» Task input
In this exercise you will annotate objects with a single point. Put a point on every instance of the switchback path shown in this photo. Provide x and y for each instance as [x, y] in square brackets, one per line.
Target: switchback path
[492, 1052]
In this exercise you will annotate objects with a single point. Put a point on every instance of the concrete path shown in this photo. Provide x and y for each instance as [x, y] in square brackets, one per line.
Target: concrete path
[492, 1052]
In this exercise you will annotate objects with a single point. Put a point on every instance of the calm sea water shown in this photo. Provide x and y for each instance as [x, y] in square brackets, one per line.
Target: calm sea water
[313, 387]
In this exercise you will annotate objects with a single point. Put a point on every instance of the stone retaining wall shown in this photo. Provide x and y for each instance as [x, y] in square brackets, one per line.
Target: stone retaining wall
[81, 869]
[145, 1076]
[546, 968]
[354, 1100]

» Work instructions
Rewrite the part of the listing that opens with the line containing "of the stone" and closes with the last line of the listing, keeping the request text unchanged. Scale every point coordinate in the answers by 1.9, rounding each result to a whole number with halves going up.

» Complete answer
In this exercise you will annotate objects with a single point. Put a point on every instance of the stone retaining wall shown in this photo. Provide x and y for each instance as [x, y] in square brackets, one per line.
Target: stone retaining wall
[154, 1651]
[276, 2044]
[1037, 1839]
[673, 2090]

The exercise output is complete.